*** TEXT TO READ
My Endless Quest for the Ideal Gear List

Searching for the Perfect Gear

When I started planning my thru-hike, I assumed the “once and done” approach would apply to my gear selections. I had no idea I’d spend hours upon hours different stoves, sleeping pads, tents and other equipment, meticulously comparing features, prices, and warranties.

Can’t you just go to Amazon (or REI) and order everything you need? Nope! Finding the right gear is a lot more complicated than that.

What I Know is True

In the short time I’ve been backpacking, I have come to accept two fundamental truths:

  1. The perfect gear list is a myth.
  2. I’m a hopeless gear geek.

Put these two things together and I find myself on a never-ending quest to discover the ideal gear list for me. I’ve learned that every hiker is different, and every hike is different. What works for me on a trek from Springer Mountain to Unicoi Gap might not work for you on the very same hike in the exact same conditions. And the gear I pack for that trip might be the wrong choice for a trip in a different time and place.

The “ideal” gear list is very much a function of personal preference, physical condition (height, weight, build, health, and fitness), weather and terrain. I have to remind myself of that when I’m surfing my Facebook groups for recommendations and watching gear reviews on YouTube. Input from other people is certainly helpful and much appreciated but in the end, I have to decide for myself what works best.

Enter the Gear Geek

I knew I was in trouble when I began to ponder the question of “What’s a gram worth?” I started calculating a “price per gram saved” formula and my Excel gear spreadsheet quickly blossomed to include not just what I already owned, but wish-list items that would save me an ounce or six.

Case in point: my first cook pot. The 1.1-liter GSI Halulite Minimalist is pretty cool. It is lightweight aluminum with a well-fitting lid and a coated handle (so your hands don’t get burned) that folds over the top to keep everything together. A fuel canister, my stove, and a few other items fit nicely inside. What’s not to like?

Well, it weighs 234g – just over 8 oz. That’s half a pound! It didn’t seem like much when I made that purchase. Now I total up the weight of everything in my pack and think about carrying those 8 ounces for 2190 miles, and suddenly it feels a lot heavier.

Could I go titanium and save a few ounces? At what cost?
******
PROBLEM REQUIREMENTS:
From the essay on searching for the ideal gear list, extract everything from "When I started" down to "prices, and warranties.", word for word.
*** GIVEN MATERIAL
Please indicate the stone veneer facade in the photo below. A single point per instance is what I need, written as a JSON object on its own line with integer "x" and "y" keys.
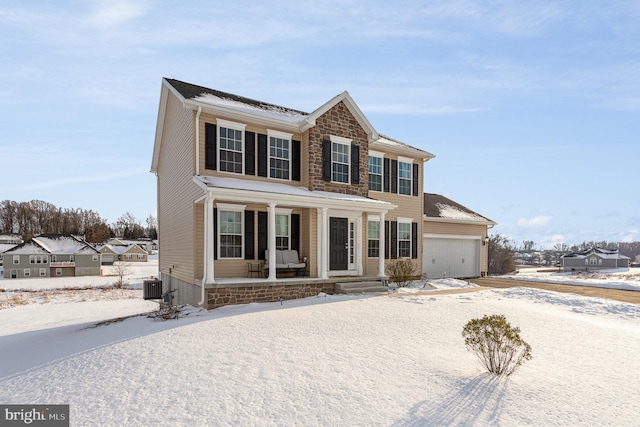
******
IN RESPONSE:
When I started planning my thru-hike, I assumed the “once and done” approach would apply to my gear selections. I had no idea I’d spend hours upon hours different stoves, sleeping pads, tents and other equipment, meticulously comparing features, prices, and warranties.